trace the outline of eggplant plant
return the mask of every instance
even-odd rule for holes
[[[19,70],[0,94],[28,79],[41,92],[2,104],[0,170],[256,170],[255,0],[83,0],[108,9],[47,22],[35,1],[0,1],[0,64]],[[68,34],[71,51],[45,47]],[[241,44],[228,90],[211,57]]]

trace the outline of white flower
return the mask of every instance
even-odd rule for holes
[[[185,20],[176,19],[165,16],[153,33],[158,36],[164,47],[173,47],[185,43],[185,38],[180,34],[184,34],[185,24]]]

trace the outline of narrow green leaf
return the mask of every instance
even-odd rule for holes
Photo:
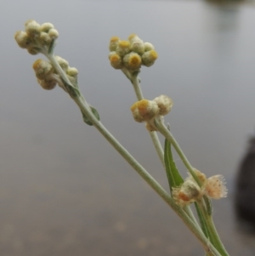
==
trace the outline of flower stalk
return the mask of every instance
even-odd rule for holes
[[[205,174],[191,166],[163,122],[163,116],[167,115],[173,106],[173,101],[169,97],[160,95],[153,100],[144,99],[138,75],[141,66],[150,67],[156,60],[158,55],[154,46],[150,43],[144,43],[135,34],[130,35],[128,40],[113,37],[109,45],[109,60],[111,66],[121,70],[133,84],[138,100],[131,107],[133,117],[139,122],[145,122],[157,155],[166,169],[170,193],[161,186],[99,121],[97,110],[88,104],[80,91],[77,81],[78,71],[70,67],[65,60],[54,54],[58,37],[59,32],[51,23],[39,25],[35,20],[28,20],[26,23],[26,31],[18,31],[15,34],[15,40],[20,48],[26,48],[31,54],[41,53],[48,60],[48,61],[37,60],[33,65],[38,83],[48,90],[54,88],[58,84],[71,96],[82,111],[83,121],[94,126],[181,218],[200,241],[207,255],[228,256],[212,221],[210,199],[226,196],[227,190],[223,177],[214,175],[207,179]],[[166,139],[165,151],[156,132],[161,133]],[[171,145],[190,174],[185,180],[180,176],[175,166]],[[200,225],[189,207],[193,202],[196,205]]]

CHALLENGE -
Which lines of the material above contain the string "outline"? List each such line in full, matching case exactly.

SOLUTION TO THE EXERCISE -
trace the outline of eggplant plant
trace the outline of white flower
trace the outline of narrow green leaf
trace the outline of flower stalk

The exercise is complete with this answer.